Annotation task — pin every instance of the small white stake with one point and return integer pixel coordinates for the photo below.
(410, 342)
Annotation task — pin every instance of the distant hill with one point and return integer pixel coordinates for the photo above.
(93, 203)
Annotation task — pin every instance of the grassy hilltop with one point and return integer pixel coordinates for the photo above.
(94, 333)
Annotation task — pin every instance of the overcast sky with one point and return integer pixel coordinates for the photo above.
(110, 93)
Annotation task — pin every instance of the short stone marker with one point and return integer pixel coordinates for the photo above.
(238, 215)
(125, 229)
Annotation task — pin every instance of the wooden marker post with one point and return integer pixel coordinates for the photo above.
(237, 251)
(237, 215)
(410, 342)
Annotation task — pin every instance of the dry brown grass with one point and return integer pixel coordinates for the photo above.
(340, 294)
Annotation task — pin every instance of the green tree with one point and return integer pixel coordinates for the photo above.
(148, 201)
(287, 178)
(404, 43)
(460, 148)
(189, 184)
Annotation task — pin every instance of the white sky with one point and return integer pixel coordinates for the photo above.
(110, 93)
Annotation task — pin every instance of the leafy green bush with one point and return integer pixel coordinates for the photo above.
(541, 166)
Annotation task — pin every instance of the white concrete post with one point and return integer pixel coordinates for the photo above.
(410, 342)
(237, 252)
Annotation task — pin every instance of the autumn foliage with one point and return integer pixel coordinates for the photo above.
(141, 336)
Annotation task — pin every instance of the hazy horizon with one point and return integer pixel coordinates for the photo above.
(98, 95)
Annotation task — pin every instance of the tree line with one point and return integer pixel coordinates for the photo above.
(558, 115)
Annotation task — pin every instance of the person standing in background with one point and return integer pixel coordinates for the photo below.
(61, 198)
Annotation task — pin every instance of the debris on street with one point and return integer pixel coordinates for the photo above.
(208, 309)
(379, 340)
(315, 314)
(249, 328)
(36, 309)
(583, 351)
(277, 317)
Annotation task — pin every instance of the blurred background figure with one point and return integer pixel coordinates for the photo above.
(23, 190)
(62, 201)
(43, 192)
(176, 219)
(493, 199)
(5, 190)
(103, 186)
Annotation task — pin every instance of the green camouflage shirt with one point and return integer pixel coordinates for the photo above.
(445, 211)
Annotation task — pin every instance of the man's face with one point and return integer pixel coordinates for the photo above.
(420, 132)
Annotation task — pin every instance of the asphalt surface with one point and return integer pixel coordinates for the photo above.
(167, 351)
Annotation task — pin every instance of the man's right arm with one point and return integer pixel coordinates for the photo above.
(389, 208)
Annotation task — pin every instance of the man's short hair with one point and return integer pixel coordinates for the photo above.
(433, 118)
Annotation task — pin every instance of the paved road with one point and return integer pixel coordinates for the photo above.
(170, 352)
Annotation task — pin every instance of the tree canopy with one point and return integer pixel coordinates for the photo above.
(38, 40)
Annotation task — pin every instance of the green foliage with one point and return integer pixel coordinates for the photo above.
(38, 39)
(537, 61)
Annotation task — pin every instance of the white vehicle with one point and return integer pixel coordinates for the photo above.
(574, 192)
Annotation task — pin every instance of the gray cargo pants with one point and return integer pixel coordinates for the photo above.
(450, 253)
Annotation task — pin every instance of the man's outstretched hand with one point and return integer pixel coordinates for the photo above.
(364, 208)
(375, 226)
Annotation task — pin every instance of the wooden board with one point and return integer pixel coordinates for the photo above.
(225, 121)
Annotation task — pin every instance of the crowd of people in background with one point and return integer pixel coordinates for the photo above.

☆ ☆ ☆

■ What you have to do:
Copy the rows again, from the line containing "Annotation task — pin every instance of the man's face" through the last line of the rows, keeping each request as it is. Multiply every coordinate in the answers by 1.3 and round it to a whole number, rounding halves up.

■ Correct answer:
Annotation task — pin every instance of the man's face with one point and return integer pixel coordinates for the photo above.
(546, 172)
Annotation task — pin every instance of the asphalt surface with one point and return integer pixel coordinates for the photo above.
(217, 456)
Annotation task — pin every instance of the man's right arm with one point and return integer pixel coordinates for the photo above.
(506, 270)
Annotation task — pin every instance of the man's short hair with one point and return integer pixel coordinates for the photo above.
(563, 153)
Annotation task — pin every instance of the paved road with one point and return integer pixel coordinates for the photo above.
(221, 458)
Annotation task — pin every instance of the tree canopy with one point and return integer pixel coordinates for the photo above.
(49, 52)
Annotation task — pin every instance of the green foliage with one point and return integer pixel coordinates for the photo above.
(49, 51)
(698, 79)
Annotation task — pin every instance of the white vehicle with one point and return integer pixel coordinates for the photo above.
(746, 250)
Annotation task — pin every instance of the gray cargo pants with one point and return integer pixel coordinates for the photo above.
(585, 329)
Annotation task — pin every instance of the man's outstretched hand with one point and return integer pixel coordinates for the photo above.
(473, 270)
(488, 294)
Annotation task — pin every instance of the wooden board with one point and return integer pixel coordinates for the photo above.
(293, 157)
Annotation task — pin every instance of the crowd of people in background with one point and return integer pixel coordinates for the photo above.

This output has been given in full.